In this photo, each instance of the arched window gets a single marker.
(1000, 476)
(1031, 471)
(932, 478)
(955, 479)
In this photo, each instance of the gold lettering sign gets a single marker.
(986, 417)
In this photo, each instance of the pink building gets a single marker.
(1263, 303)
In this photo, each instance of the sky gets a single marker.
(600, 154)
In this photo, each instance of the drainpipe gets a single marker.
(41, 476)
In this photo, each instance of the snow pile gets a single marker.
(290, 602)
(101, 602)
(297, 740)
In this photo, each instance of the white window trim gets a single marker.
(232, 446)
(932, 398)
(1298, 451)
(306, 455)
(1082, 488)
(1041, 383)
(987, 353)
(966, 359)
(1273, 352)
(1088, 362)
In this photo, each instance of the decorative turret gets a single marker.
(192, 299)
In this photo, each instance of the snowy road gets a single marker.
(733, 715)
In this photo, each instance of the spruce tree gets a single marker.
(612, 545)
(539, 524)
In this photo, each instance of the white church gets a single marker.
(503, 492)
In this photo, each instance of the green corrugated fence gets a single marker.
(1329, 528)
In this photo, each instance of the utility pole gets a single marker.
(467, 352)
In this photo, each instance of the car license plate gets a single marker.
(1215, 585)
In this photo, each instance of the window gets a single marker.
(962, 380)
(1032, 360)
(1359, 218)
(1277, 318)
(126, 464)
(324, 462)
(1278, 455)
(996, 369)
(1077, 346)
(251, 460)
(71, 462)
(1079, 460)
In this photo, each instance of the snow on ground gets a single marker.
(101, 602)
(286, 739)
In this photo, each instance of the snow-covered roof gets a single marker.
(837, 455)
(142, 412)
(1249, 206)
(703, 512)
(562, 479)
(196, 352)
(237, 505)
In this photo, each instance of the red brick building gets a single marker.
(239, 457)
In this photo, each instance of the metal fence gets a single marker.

• [DIRECTIONS FOR THIS TASK]: Rewrite the part of the items that opens with the line containing "In this photo, each instance of the green" and closes at the end of the items, replacing "building" with "structure" and leaving all else unchanged. Give only those lines.

• [THE SOLUTION]:
In this photo, each instance of the green corrugated fence gets a single marker.
(1329, 528)
In this photo, each instance of the utility pole gets a single marker.
(467, 352)
In this photo, each instance of the car license plate gets a single marker.
(1215, 585)
In this photo, each instance of the window gets a single marker.
(962, 380)
(1032, 360)
(1359, 218)
(1277, 318)
(126, 464)
(324, 462)
(1278, 455)
(996, 369)
(1077, 346)
(251, 460)
(71, 462)
(1079, 460)
In this photo, each instance of the snow on ground gets a single marker.
(101, 602)
(286, 739)
In this photo, each instance of the snow-covered roof gets a single marker.
(837, 455)
(142, 412)
(1249, 206)
(703, 512)
(562, 479)
(196, 352)
(237, 505)
In this photo, each instance of the red brick structure gets a single marker.
(239, 457)
In this photo, each instance of the metal fence gets a single marker.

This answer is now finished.